*Extrait de page*
Affligeant

 

Comme disait le poète :

On nous inflige
Des désirs qui nous affligent.

Le poète ne croyait pas si bien dire.

Mais revenons à nos moutons, moutons.

De la famille des consternant et autres lamentable, affligeant nous plonge dans l’affliction, pas moinsse. Il est donc hyper-balèze, bien plus que son verbe, simple équivalent d’

accabler, faire souffrir.

Si l’épithète date de 1578, affliger apparaît en plein XIIe siècle au sens de « frapper durement, accabler, tourmenter ». Juste avant, on disait aflire ou aflicter. Ça faisait si peu sérieux qu’on a décrété que ça suffigeait. Quoiqu’afflictif se dit de peines « punissant physiquement » dans les tribunaux du XVIIe. L’adverbe afflictivement parvient même à passer la tête dans les dicos du XIXe.

*Exercices*
• a. Imprimez l'extrait, en reprenant tout ce qui va de "Le poète ne" jusqu'à "dicos du XIXe.".
• b. Relevez tous les siècles cités dans l'extrait.
Les lignes constituent un matériau indépendant de l'extrait.

*Matériau source*
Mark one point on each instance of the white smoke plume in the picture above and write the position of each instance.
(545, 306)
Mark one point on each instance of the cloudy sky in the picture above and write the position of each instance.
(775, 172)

*Corrigé*
• a.
Le poète ne croyait pas si bien dire.

Mais revenons à nos moutons, moutons.

De la famille des consternant et autres lamentable, affligeant nous plonge dans l’affliction, pas moinsse. Il est donc hyper-balèze, bien plus que son verbe, simple équivalent d’

accabler, faire souffrir.

Si l’épithète date de 1578, affliger apparaît en plein XIIe siècle au sens de « frapper durement, accabler, tourmenter ». Juste avant, on disait aflire ou aflicter. Ça faisait si peu sérieux qu’on a décrété que ça suffigeait. Quoiqu’afflictif se dit de peines « punissant physiquement » dans les tribunaux du XVIIe. L’adverbe afflictivement parvient même à passer la tête dans les dicos du XIXe.

• b. XIIe, XVIIe, XIXe